Cabbing through Cairo's Tahrir Square last Friday, I passed a shrine to the expired 9/11 mastermind: a montage of bin Laden photos, framed and displayed on the very same blacktop that was home to the pro-democracy demonstrators only a few weeks ago. Several hours before, hundreds of Salafi protesters had marched through the square en route to the U.S. embassy, where they chanted slogans like "Obama is the terrorist, not Osama," "Obama, Osama's blood was not shed in vain" and "America is the enemy of God." What could explain this if not a fundamental disconnect between civilizations?

Yet Egypt and the broader Middle East isn't experiencing a clash of civilizations so much as a clash within civilizations. Part of it is generational (as with the conflict between younger, more liberal members of the Muslim Brotherhood and the organization's Old Guard); part of it is economic (some have turned against pro-democracy activists simply because they want the protests to end and the economy to recover); and part of it is exactly the kind of conflict over ideas, values and beliefs that Huntington envisioned when he wrote that "The great divisions among humankind and the dominating source of conflict [in the post-Cold War world] will be cultural." The only difference is that it is happening within societies, not between them.

RECORD LIST |
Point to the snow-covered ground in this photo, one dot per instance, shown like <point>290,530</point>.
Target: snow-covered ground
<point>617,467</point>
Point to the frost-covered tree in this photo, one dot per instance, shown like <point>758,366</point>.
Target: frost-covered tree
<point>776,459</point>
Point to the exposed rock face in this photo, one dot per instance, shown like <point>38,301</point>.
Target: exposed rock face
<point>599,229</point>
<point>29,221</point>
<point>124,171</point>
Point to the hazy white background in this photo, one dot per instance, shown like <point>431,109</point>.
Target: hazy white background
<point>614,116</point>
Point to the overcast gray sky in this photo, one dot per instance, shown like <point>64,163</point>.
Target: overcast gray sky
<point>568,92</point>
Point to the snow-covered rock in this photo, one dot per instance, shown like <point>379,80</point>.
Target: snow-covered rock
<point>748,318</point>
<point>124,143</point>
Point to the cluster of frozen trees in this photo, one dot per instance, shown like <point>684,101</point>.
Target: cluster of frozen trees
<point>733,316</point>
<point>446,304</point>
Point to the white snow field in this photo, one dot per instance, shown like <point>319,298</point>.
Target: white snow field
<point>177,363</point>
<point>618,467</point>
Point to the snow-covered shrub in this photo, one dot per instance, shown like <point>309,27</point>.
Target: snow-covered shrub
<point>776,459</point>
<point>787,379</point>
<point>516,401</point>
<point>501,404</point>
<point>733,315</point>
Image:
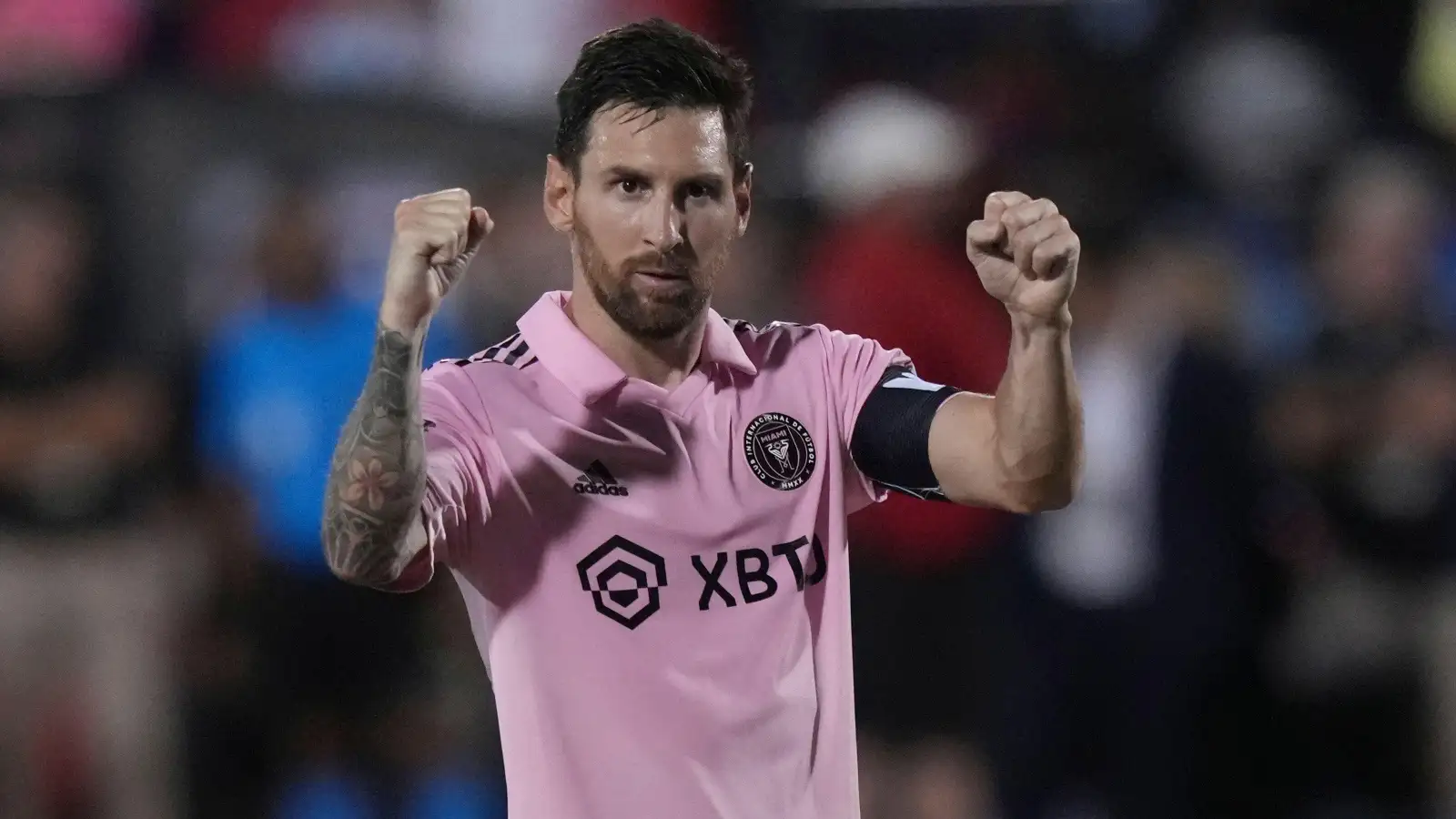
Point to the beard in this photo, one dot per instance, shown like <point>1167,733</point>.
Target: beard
<point>652,314</point>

PROBLEM | Pick up the text on Egypt's clash within civilizations after its final sentence and keep writing it. The rows aren't needed for this.

THE RESPONSE |
The cultural conflict that is still in the process of defining Egypt's "civilization identity" -- something that Huntington assumed was already established -- is much older than the revolution. For much of the 20th century, secular artists, journalists, reformers and writers have been battling the rising Islamist tide. As Samia Mehrez observes in her recent book, Egypt's Culture Wars: Politics and Practice, the secular, leftist leanings of these "cultural producers" have "pitted them against religious forces in society in general." In this contest, the state acted as a sort of referee between Egypt's secular reformists and its religious conservatives whose objective was "street censorship," a practice that Mehrez defines as constraining and contaminating the cultural field "by imposing conservative religious [values] on the secular players."

Now, with the state all but evacuated from the cultural sphere (it has bigger worries than punishing the literati for "pornographic" or "subversive" content), the battle lines have been redrawn. The Brotherhood has been transformed by the revolution into a serious political contender, announcing its intention to contest half the seats in the coming parliamentary election, and all but supplanting the youth movement that powered Mubarak's ouster. As Michael Slackman notes in the New York Times, "It is... clear that the young, educated secular activists who initially propelled the nonideological revolution are no longer the driving political force." Aside from heightening sectarian tensions, this has left secular democracy activists in an intellectual bind: democracy, it would seem, demands that the Brotherhood be allowed to participate, but liberalism might well demand that it be excluded or at least restrained.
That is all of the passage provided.